(Dataset excerpts Opens)

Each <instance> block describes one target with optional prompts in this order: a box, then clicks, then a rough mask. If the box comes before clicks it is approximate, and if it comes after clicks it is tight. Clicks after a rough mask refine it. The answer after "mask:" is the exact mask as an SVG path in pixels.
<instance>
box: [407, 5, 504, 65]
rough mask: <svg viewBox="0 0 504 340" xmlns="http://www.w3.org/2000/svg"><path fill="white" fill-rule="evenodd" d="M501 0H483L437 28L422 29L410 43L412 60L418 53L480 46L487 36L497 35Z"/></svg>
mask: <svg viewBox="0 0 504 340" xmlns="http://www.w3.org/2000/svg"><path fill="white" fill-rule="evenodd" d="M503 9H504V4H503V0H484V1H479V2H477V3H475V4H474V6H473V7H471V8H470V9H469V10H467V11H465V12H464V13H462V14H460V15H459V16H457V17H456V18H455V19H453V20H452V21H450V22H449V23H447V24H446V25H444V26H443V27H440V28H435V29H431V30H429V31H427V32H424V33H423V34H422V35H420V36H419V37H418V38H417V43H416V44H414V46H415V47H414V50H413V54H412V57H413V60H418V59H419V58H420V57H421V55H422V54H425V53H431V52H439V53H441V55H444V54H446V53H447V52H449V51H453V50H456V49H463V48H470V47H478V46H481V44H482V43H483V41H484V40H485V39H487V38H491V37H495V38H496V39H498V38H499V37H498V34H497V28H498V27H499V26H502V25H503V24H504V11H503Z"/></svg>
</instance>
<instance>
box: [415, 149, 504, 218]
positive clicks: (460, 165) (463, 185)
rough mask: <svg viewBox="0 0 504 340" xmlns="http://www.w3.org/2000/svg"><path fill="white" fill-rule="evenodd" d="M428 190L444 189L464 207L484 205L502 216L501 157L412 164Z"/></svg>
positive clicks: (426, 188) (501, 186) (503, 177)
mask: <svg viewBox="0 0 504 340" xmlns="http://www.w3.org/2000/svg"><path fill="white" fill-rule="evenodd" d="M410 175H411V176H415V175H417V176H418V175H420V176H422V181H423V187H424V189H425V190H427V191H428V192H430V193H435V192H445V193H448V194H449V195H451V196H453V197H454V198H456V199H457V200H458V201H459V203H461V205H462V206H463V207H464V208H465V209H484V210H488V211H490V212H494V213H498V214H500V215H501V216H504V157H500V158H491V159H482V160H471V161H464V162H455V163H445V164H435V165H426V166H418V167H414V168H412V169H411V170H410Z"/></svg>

(Dataset excerpts Closes)

### Work required
Starting at the line that contains "positive clicks: (460, 165) (463, 185)" and stopping after the line that contains "190L444 189L464 207L484", write out every line exactly as it appears above, and no other line.

### Exercise answer
positive clicks: (460, 165) (463, 185)
rough mask: <svg viewBox="0 0 504 340" xmlns="http://www.w3.org/2000/svg"><path fill="white" fill-rule="evenodd" d="M428 190L444 189L464 207L484 205L502 216L501 157L412 164Z"/></svg>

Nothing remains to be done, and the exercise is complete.